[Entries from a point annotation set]
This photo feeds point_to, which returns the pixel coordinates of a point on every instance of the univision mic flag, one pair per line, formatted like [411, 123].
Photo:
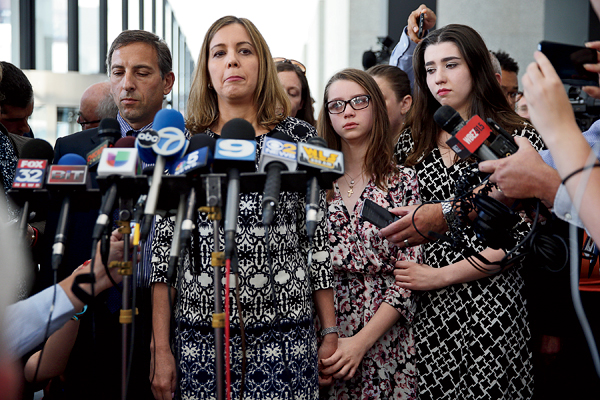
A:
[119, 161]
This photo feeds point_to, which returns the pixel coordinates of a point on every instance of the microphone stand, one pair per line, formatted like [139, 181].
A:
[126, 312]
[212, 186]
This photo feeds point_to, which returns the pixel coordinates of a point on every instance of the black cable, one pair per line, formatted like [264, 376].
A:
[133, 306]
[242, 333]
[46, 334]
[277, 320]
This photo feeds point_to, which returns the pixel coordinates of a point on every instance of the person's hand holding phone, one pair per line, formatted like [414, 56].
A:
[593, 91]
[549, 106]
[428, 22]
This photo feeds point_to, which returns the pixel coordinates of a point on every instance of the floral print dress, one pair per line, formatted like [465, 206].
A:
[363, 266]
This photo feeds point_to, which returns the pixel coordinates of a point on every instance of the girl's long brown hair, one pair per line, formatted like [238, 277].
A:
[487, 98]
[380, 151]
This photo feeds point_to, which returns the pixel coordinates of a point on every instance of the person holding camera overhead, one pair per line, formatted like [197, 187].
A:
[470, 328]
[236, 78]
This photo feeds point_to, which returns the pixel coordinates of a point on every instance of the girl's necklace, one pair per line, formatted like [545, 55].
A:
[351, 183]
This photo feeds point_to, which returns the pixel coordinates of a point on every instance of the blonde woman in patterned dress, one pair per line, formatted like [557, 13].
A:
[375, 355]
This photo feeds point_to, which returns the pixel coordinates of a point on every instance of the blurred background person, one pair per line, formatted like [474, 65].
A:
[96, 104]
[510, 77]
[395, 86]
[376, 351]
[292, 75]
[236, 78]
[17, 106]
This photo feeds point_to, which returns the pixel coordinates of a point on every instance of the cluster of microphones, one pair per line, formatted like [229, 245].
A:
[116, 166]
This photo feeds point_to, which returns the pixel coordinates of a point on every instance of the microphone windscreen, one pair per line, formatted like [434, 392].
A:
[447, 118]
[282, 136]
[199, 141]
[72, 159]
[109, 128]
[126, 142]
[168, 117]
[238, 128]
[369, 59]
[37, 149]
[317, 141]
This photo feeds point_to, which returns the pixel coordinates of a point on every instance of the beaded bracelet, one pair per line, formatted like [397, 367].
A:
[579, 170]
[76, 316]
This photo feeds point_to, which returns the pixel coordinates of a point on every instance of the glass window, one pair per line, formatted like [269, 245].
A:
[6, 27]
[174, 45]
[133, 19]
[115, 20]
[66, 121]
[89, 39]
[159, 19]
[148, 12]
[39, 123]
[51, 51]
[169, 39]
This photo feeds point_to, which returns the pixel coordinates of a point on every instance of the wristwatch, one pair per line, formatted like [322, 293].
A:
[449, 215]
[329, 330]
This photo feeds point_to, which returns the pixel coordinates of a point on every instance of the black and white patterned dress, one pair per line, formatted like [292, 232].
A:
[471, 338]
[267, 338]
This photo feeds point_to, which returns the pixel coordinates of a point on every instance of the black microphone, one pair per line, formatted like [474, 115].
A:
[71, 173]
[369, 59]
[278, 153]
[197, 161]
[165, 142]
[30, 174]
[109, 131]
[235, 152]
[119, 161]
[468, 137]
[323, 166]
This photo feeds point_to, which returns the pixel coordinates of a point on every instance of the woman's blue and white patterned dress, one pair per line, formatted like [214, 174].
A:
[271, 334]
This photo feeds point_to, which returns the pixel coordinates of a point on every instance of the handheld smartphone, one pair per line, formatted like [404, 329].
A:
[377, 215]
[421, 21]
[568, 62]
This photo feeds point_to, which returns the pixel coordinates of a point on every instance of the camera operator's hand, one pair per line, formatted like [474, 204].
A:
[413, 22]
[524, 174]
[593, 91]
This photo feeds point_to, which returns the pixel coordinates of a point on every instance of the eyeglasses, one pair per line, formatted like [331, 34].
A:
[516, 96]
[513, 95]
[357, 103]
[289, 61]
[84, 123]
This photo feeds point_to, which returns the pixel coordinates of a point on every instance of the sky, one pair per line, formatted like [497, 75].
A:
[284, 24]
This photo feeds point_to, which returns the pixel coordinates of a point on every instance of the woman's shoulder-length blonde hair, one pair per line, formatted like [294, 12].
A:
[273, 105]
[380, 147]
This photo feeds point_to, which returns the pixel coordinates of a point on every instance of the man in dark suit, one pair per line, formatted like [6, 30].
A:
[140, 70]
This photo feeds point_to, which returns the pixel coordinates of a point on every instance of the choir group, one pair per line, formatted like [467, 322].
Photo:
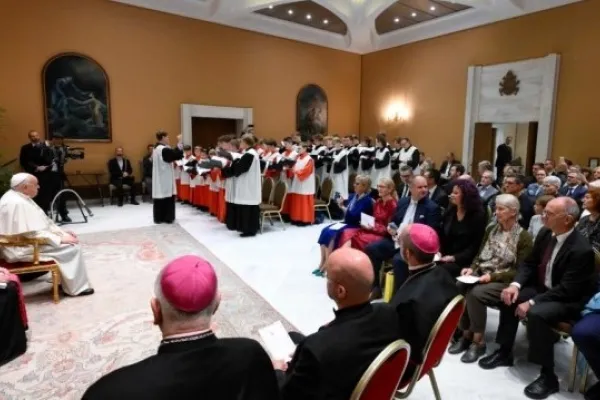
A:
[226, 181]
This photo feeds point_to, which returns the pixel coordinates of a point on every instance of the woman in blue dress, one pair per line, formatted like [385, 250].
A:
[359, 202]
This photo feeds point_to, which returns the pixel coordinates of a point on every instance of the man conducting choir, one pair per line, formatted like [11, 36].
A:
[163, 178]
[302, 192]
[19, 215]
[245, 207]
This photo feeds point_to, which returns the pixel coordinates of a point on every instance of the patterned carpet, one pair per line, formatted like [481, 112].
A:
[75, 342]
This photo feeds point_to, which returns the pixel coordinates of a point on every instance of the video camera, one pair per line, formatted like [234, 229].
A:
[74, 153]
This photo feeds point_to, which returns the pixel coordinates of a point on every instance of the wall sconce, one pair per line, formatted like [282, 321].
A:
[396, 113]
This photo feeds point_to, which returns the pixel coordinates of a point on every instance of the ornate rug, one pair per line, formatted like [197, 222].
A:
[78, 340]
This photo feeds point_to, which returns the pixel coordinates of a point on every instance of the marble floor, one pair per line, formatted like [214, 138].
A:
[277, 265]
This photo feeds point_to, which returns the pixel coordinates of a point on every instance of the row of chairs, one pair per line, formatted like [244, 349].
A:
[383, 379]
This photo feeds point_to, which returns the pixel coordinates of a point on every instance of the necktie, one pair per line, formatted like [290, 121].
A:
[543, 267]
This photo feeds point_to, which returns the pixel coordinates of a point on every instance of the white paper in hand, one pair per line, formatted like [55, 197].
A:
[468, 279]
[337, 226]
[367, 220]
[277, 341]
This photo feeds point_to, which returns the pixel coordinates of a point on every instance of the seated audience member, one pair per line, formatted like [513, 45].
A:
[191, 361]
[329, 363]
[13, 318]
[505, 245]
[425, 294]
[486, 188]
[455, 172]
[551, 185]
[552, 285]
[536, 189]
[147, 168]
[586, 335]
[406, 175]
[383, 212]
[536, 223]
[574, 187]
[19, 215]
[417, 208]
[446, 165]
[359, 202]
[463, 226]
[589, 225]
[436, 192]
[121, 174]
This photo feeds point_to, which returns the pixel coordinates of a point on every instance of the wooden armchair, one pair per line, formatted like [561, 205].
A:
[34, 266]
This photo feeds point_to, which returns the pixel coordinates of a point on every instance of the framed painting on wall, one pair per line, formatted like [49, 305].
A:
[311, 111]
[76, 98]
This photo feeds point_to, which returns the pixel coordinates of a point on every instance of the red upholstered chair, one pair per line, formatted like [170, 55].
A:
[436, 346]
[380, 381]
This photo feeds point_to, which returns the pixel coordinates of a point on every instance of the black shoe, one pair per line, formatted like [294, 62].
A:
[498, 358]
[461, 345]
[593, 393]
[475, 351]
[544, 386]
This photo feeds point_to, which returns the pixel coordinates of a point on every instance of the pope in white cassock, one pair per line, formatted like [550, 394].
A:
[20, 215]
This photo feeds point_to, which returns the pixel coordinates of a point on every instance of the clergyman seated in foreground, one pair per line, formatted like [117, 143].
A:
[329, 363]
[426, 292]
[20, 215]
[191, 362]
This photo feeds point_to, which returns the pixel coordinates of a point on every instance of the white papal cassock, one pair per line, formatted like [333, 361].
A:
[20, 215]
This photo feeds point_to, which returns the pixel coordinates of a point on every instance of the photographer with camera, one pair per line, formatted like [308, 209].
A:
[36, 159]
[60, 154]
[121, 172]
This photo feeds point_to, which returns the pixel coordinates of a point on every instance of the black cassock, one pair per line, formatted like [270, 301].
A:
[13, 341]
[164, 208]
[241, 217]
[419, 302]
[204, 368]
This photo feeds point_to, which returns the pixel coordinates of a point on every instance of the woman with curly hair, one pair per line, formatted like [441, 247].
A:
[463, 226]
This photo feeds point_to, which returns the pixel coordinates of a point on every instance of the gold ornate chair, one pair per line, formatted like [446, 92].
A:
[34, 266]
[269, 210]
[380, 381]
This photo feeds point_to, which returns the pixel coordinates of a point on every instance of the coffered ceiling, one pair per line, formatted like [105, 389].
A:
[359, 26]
* * *
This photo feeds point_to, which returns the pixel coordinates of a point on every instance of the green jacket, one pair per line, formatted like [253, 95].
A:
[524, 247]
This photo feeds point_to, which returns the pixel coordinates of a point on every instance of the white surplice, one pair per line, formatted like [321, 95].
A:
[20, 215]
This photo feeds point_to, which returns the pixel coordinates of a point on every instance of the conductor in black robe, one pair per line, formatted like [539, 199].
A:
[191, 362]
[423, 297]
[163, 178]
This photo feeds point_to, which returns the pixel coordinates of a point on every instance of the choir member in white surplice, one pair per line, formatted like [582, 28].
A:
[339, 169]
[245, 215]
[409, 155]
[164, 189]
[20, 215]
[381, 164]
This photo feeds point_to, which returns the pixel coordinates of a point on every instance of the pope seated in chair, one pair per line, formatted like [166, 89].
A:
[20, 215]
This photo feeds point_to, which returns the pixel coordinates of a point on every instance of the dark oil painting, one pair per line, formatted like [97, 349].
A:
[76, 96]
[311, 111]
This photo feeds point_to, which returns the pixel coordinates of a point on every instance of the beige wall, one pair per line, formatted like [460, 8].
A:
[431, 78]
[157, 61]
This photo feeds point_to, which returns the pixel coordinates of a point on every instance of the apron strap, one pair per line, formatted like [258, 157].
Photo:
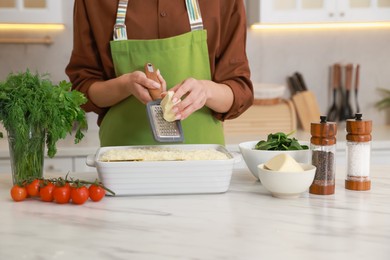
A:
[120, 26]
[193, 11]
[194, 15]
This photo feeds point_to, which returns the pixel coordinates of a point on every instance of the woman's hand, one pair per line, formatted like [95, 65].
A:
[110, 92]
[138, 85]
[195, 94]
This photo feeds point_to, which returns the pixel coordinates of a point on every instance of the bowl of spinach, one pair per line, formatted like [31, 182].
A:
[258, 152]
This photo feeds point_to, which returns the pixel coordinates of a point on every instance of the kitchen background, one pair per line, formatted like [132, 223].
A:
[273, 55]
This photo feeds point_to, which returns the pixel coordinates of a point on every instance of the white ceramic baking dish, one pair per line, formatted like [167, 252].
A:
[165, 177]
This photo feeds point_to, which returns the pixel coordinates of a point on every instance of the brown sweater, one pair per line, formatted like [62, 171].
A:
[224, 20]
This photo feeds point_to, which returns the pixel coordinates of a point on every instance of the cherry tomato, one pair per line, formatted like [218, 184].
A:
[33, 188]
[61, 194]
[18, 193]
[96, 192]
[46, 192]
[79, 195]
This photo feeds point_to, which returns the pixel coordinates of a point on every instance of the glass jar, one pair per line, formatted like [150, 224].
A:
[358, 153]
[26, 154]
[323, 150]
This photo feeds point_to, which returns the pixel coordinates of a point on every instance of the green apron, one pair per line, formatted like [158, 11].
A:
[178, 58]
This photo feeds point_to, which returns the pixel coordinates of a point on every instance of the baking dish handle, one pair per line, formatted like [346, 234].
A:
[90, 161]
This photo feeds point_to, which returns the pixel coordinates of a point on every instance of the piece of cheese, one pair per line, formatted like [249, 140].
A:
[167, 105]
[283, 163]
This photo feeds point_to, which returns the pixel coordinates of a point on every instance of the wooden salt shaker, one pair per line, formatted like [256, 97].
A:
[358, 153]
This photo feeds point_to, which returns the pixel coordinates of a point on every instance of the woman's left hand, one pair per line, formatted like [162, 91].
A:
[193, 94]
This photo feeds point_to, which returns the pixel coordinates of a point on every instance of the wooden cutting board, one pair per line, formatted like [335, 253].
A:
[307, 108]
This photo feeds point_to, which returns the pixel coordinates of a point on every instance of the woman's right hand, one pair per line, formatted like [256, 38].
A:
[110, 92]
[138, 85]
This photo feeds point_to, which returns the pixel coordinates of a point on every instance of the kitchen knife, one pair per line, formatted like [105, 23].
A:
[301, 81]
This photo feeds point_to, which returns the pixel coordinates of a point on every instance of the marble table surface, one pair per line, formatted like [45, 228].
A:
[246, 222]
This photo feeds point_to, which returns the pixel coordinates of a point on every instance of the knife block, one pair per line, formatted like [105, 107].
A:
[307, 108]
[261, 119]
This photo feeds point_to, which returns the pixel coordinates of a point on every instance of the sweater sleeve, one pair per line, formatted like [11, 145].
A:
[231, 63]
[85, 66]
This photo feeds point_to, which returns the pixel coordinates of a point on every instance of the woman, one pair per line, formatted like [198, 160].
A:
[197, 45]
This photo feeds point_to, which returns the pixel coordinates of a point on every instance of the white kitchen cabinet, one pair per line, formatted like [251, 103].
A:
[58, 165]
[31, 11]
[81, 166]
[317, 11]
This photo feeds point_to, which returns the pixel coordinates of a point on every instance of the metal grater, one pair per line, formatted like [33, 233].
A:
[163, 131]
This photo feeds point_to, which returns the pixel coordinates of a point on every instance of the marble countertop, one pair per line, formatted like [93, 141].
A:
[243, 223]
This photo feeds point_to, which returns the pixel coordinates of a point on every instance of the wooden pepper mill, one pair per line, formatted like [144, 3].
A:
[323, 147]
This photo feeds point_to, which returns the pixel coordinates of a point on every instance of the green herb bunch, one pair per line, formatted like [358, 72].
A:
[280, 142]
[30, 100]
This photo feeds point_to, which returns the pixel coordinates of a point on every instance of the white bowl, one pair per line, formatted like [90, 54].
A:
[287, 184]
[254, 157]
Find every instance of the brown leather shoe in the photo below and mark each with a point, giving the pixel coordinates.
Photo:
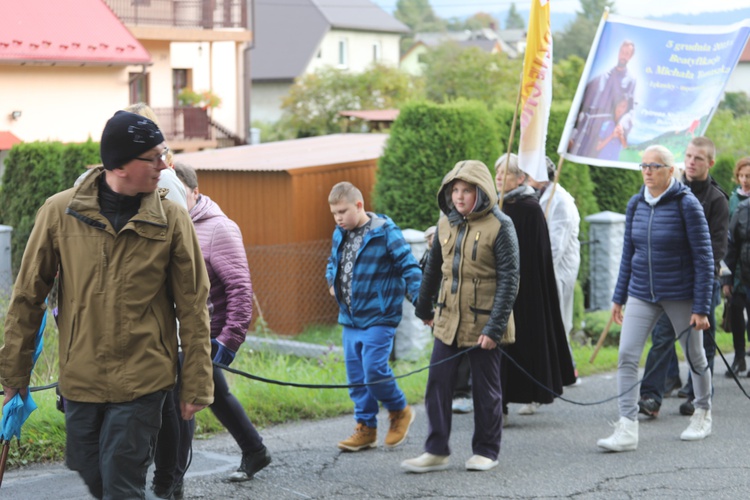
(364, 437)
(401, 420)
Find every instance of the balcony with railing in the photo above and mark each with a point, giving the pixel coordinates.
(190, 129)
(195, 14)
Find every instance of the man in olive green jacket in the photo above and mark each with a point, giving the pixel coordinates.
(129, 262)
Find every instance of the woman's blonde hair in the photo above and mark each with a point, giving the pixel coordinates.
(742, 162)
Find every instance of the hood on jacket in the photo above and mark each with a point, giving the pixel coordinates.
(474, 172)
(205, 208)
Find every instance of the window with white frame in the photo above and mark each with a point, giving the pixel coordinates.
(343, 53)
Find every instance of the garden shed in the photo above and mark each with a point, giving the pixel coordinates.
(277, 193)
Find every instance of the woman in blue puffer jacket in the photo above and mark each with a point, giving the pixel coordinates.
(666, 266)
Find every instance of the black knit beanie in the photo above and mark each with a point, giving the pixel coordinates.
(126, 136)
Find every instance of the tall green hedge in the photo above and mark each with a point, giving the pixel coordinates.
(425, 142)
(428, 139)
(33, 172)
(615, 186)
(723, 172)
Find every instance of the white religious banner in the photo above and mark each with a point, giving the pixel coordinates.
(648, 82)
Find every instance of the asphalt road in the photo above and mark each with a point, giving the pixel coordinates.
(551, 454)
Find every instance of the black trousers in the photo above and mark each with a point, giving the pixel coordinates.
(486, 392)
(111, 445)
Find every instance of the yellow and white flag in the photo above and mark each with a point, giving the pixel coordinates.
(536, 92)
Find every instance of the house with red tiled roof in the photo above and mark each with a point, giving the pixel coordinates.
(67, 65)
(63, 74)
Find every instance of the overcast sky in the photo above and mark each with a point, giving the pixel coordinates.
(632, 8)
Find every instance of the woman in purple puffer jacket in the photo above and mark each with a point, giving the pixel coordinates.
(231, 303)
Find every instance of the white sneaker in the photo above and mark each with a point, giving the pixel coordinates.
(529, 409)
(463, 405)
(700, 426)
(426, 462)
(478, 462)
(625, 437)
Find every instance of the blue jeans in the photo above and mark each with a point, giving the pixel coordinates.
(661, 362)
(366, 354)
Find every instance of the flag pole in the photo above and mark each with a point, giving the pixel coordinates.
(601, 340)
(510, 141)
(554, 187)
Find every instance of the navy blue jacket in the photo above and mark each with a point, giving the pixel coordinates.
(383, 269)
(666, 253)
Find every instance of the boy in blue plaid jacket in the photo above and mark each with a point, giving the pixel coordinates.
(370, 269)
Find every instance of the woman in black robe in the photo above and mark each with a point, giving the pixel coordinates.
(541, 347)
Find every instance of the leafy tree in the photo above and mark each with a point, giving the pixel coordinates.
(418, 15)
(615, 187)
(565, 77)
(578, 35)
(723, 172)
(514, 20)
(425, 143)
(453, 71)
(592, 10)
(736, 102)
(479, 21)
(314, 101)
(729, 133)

STATED PROBLEM — Select every line of the records that contains the word "puffer" and copy each one out.

RESULT OF THE EXERCISE —
Find every instance of the woman in blue puffer jacket in the photo above and mark each with a point, giving the pixel coordinates.
Find every instance of the woman in purple puffer jacket in the photo above and mark each with a point, giving the pixel coordinates.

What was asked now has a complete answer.